> [Problem]
Reproduce every one of the following items word for word.

..........

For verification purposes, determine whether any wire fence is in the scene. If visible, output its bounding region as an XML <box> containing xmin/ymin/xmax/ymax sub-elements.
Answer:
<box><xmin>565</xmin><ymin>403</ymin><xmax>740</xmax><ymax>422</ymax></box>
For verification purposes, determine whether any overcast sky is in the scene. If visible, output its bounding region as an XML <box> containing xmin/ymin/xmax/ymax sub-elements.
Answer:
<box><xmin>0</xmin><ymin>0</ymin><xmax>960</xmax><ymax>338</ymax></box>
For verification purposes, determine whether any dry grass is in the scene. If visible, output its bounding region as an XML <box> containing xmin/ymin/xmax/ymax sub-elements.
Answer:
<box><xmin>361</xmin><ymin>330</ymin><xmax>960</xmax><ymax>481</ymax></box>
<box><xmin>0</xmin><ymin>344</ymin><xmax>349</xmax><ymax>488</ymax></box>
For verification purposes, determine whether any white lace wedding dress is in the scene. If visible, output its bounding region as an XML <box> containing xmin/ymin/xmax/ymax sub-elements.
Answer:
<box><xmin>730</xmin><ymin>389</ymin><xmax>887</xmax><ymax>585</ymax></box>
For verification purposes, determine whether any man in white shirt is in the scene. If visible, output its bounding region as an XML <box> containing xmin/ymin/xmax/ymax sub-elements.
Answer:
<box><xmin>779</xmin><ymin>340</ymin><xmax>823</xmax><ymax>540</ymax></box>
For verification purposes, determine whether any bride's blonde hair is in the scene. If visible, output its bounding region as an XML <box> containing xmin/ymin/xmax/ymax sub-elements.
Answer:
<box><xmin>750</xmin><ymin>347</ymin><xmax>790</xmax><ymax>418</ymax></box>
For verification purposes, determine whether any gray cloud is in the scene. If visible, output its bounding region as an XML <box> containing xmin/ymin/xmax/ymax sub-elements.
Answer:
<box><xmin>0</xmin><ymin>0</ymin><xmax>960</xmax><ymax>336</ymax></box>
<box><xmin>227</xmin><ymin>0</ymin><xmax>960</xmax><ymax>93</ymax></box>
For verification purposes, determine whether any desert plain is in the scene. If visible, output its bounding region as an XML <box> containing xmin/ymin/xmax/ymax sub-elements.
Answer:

..........

> [Task response]
For verification purposes, determine whether any wire fence is in the scene. If visible, output its bounding region as an XML <box> containing xmin/ymin/xmax/ymax sub-elements.
Answer:
<box><xmin>565</xmin><ymin>403</ymin><xmax>740</xmax><ymax>422</ymax></box>
For verification purposes, determine whether any overcast sky is in the scene. If visible, output its bounding region as an XML <box> containing xmin/ymin/xmax/ymax sub-elements.
Answer:
<box><xmin>0</xmin><ymin>0</ymin><xmax>960</xmax><ymax>338</ymax></box>
For verification purposes, determine whether any dry grass is in the scene. If visible, output its bounding region as an XML <box> containing xmin/ymin/xmax/ymax sub-elements.
Answer:
<box><xmin>361</xmin><ymin>330</ymin><xmax>960</xmax><ymax>481</ymax></box>
<box><xmin>0</xmin><ymin>344</ymin><xmax>349</xmax><ymax>488</ymax></box>
For verification purposes, determine whether any white lace wedding dress is in the scene. If visible, output its bounding region as an XML <box> containing xmin/ymin/xmax/ymax sub-elements.
Answer:
<box><xmin>730</xmin><ymin>389</ymin><xmax>887</xmax><ymax>585</ymax></box>
For verification purposes, determine whether any man in white shirt is in the scene. If visible, output its bounding region as an XML <box> containing xmin/ymin/xmax/ymax sub-elements.
Answer:
<box><xmin>779</xmin><ymin>340</ymin><xmax>823</xmax><ymax>540</ymax></box>
For verification purposes, determine whether any bride's blonde hair is in the scene. If visible, output its bounding region as an XML <box> containing xmin/ymin/xmax/ymax sub-elements.
Answer:
<box><xmin>750</xmin><ymin>347</ymin><xmax>790</xmax><ymax>418</ymax></box>
For verification purposes, determine whether any gray cloud is in the scene. If visible, output its bounding region as an XML <box> containing xmin/ymin/xmax/ymax sub-elements.
Answer:
<box><xmin>0</xmin><ymin>0</ymin><xmax>960</xmax><ymax>336</ymax></box>
<box><xmin>227</xmin><ymin>0</ymin><xmax>960</xmax><ymax>93</ymax></box>
For verification purposes, determine whether any desert plain is in the scene. If visible, output its bounding region as an XML <box> containing xmin/ymin/xmax/ymax sub-elements.
Answer:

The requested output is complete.